■ **Written request 1**:
Return every line of the entries that contains the string "window", treating uppercase and lowercase as distinct.

::: Excerpted passage :::

In order to prevail in a section 402A action, the plaintiff must show that a product is "unreasonably dangerous to intended users for its intended use." Pacheco, 26 F.3d at 422 (emphasis omitted). In interpreting the phrase "intended use", we have held that "the intended use of a product 'includes all those [uses] which are reasonably foreseeable to the seller.' " Id. (quoting Sheldon v. West Bend Equip. Corp., 718 F.2d 603, 608 (3d Cir.1983) (alteration added)). Under the strict liability test, therefore, a defendant is liable for causing injury to a person who was behaving in a foreseeable manner. This principle is reflected in the jury instruction recommended by Pennsylvania's Committee for Proposed Standard Jury Instructions, which the Pennsylvania Supreme Court endorsed in Azzarello v. Black Bros. Co., Inc.:
The product must ... be provided with every element necessary to make it safe for [its intended] use, and without any condition that makes it unsafe for [it is intended] use. If you find that the product, at the time it left the defendant's control, lacked any element necessary to make it safe for [its intended] use or contained any condition that made it unsafe for [its intended] use, then the product was defective, and the defendant is liable for all harm caused by such defect.

::: Provided information :::

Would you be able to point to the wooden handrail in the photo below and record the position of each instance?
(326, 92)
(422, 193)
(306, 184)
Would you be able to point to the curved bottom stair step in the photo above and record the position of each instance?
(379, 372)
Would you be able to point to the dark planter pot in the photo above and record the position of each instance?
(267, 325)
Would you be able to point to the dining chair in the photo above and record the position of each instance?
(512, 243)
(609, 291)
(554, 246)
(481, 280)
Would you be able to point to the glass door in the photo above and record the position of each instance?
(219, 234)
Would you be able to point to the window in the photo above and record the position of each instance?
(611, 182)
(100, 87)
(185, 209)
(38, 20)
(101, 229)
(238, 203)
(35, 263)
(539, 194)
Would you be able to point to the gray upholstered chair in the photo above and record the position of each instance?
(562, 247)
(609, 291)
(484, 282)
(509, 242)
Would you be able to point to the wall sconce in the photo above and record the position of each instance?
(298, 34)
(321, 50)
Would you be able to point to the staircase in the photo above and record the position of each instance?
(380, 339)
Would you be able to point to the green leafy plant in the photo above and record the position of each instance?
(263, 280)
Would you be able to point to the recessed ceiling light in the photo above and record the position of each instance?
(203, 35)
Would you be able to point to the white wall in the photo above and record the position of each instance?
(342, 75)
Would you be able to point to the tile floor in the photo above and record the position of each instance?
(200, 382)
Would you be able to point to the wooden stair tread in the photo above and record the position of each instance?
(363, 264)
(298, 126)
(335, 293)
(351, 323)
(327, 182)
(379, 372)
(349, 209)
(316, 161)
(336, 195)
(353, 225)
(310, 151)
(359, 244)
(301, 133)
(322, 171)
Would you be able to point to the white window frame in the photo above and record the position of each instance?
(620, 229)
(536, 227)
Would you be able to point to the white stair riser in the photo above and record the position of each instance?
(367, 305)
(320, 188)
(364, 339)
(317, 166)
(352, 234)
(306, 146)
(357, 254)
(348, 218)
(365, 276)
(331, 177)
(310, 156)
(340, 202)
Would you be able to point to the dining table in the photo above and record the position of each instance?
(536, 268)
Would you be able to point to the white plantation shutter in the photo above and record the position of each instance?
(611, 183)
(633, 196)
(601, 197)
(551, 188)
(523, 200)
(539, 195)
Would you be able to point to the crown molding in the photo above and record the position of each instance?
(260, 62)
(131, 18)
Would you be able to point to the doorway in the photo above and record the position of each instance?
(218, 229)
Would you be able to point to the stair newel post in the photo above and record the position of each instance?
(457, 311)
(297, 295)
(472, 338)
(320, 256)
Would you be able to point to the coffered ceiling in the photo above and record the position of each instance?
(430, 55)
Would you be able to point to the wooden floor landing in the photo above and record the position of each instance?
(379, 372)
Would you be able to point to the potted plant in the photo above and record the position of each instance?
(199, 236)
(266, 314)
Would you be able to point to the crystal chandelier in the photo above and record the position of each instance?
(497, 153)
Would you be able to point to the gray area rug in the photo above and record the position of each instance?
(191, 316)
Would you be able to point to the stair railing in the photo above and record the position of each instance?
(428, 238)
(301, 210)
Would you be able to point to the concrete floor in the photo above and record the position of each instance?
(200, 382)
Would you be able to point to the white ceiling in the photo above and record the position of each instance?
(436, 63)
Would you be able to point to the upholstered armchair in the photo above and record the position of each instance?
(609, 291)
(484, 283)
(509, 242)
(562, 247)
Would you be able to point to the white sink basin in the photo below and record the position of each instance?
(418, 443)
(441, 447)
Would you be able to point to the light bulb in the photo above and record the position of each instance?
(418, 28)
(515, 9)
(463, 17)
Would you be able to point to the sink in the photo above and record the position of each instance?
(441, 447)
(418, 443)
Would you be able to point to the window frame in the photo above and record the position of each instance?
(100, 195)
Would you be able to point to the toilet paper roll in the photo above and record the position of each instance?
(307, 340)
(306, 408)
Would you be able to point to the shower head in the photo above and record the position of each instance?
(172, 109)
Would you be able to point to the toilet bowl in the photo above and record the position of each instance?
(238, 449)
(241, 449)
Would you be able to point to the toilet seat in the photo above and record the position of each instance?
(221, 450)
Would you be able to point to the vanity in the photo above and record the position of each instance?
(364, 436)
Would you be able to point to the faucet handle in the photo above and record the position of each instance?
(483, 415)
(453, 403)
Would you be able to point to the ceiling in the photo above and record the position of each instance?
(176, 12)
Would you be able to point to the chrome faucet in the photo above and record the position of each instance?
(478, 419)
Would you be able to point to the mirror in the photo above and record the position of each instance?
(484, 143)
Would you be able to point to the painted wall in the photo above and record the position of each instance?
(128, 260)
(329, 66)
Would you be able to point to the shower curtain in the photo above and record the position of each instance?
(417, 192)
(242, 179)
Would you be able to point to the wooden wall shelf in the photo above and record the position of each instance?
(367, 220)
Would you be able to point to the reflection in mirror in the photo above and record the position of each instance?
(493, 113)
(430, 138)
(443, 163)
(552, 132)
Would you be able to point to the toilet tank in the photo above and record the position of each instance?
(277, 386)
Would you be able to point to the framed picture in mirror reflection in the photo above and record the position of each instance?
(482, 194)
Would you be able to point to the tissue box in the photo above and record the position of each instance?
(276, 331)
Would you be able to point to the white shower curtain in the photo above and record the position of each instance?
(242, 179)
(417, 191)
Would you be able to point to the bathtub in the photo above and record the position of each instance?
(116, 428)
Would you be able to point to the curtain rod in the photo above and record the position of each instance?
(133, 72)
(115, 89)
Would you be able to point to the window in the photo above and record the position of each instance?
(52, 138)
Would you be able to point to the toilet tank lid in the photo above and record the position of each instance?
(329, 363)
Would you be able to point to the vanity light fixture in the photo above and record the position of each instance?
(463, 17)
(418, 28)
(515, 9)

:::

■ **Written request 2**:
Answer these questions about the product liability excerpt:
(a) Which case is quoted for the view that a product's intended use includes all uses reasonably foreseeable to the seller?
(b) Which court endorsed the jury instruction recommended by Pennsylvania's Committee for Proposed Standard Jury Instructions, and in what case?
(c) Under that jury instruction, what is the defendant liable for once the product is found defective?

■ **Full response 1**:
Would you be able to point to the window in the photo above and record the position of each instance?
Would you be able to point to the white window frame in the photo above and record the position of each instance?
Would you be able to point to the window frame in the photo above and record the position of each instance?
Would you be able to point to the window in the photo above and record the position of each instance?

■ **Full response 2**:
(a) Sheldon v. West Bend Equip. Corp.
(b) The Pennsylvania Supreme Court, in Azzarello v. Black Bros. Co., Inc.
(c) All harm caused by such defect.